→ Quoted passage:
══════
- Associated Press - Thursday, May 4, 2017

HONOLULU (AP) - The Hawaii Legislature concluded with a sudden change in leadership in the state House of Representatives, ending a session marked by a failure to pass a major bill to fund Honolulu’s troubled rail transit project and the death of many other significant proposals.

Hawaii Rep. Scott Saiki was elected speaker Thursday after Rep. Joseph Souki stepped down as part of a dramatic close to the 2017 legislative session.

Souki sent a resignation letter to fellow lawmakers saying he was disappointed the Legislature failed to pass a bill that would allow physicians to help terminally ill patients end their own lives, and he said he regrets the House and Senate could not agree on how to fund Honolulu’s troubled rail transit system.

Souki’s resignation came after a majority of House members requested he step down, Saiki said. Souki, who was absent from the floor session Thursday, will continue as a legislator.

“It was a decision that was not made easily,” Saiki said after he was elected speaker. “I think that the general feeling is that it was time for new leadership in the House.”

Thursday was the final day of the legislative session, and many bills died at the last minute as lawmakers focused on finding a way to continue funding the planned Honolulu rail project. The price tag for rail has ballooned to an estimated $10 billion with financing costs and is facing a shortfall estimated from $1.4 billion to $3 billion.

Because the House and Senate could not reach agreement on the rail finance bill, lawmakers may be called back for a special session, Senate President Ronald Kouchi said.
══════
→ What this task involves:
Pick up the article on the close of the 2017 Hawaii legislative session where it ends and continue it. The rows that come next have nothing to do with the article.
══════
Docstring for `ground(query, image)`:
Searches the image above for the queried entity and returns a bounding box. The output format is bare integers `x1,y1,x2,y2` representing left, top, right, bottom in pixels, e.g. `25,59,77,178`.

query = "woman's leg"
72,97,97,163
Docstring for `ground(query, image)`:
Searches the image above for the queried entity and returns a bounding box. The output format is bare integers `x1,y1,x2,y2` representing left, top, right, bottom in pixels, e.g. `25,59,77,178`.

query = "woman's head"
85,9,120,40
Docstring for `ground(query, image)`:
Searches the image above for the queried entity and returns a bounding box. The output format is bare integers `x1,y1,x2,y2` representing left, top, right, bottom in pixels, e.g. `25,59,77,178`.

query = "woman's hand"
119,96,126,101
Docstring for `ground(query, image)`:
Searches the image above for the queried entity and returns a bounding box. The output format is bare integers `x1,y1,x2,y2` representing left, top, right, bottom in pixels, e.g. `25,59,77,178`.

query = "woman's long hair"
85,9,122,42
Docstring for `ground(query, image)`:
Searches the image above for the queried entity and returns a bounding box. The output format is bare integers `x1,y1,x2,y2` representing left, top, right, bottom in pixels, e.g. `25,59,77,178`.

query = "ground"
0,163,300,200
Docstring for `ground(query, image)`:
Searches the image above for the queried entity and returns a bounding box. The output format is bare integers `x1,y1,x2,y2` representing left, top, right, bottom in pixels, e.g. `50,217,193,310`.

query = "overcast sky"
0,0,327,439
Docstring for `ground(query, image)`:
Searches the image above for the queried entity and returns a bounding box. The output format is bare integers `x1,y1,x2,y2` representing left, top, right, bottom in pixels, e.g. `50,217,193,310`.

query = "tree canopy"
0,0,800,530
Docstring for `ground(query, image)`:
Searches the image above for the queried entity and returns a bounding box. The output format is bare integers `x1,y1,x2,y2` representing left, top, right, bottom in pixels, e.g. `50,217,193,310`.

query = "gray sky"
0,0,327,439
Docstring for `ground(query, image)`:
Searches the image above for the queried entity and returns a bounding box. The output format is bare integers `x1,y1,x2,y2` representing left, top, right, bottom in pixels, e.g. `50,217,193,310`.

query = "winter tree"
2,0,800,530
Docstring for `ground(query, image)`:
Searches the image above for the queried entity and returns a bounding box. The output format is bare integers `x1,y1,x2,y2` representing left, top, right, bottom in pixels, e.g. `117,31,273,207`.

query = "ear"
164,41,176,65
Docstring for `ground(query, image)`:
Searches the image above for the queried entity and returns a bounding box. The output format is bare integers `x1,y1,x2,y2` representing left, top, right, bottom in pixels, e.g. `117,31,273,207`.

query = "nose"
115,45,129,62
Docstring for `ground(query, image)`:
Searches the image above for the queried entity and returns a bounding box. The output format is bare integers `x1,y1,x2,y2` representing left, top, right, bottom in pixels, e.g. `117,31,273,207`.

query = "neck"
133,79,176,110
══════
→ Exercise result:
Saiki said the House is not yet ready to commit to a special session.

“Emotions have run very high on the rail issue,” Saiki said. “Our position is that we need a cooling off period before the House and Senate get together to try to resolve this.”

Disagreements over rail funding held up a number of other bills in the final days of the session. Among the bills that died was a proposal to set a clean transportation goal to use 100 percent renewable fuels by 2045. Bills that sought financial incentives for installing renewable energy storage systems also failed.

A bill to ban sunscreens that contain oxybenzone which may harm coral reefs also languished, along with a proposal to allow vacation rental listing companies like Airbnb to collect taxes.

Efforts to change the way the commercial fishing industry operates after an investigation by The Associated Press found foreign fishermen confined to boats, living in subpar conditions or not paid as promised collapsed after heavy lobbying from the fishing industry.

Proposals to require presidential candidates to reveal their tax returns in order to get on the Hawaii ballot died after the attorney general raised concerns about potential lawsuits.

Among the bills that survived was one that would allow pharmacists to prescribe birth control and another to limit opioid prescriptions. A bill to criminalize trespassing on state lands, which was opposed by some homeless advocates, also survived.

In a victory for low-income working families, lawmakers passed a bill to create an earned income tax credit. And a proposal to allow people to live in tiny homes on agricultural land survived.

Some bills that survived were substantially changed. A bill that sought to incorporate the federal Affordable Care Act - former President Barack Obama’s signature health care overhaul - into state law survived, but it was changed to create a working group that will study the issue. It originally sought to prohibit insurers from denying coverage based on pre-existing conditions and to require insurers to cover 10 essential benefits, among other things.

“We wanted at the end of the day to make sure we could look at what Congress did and react appropriately,” said Rep. Della Au Bellati.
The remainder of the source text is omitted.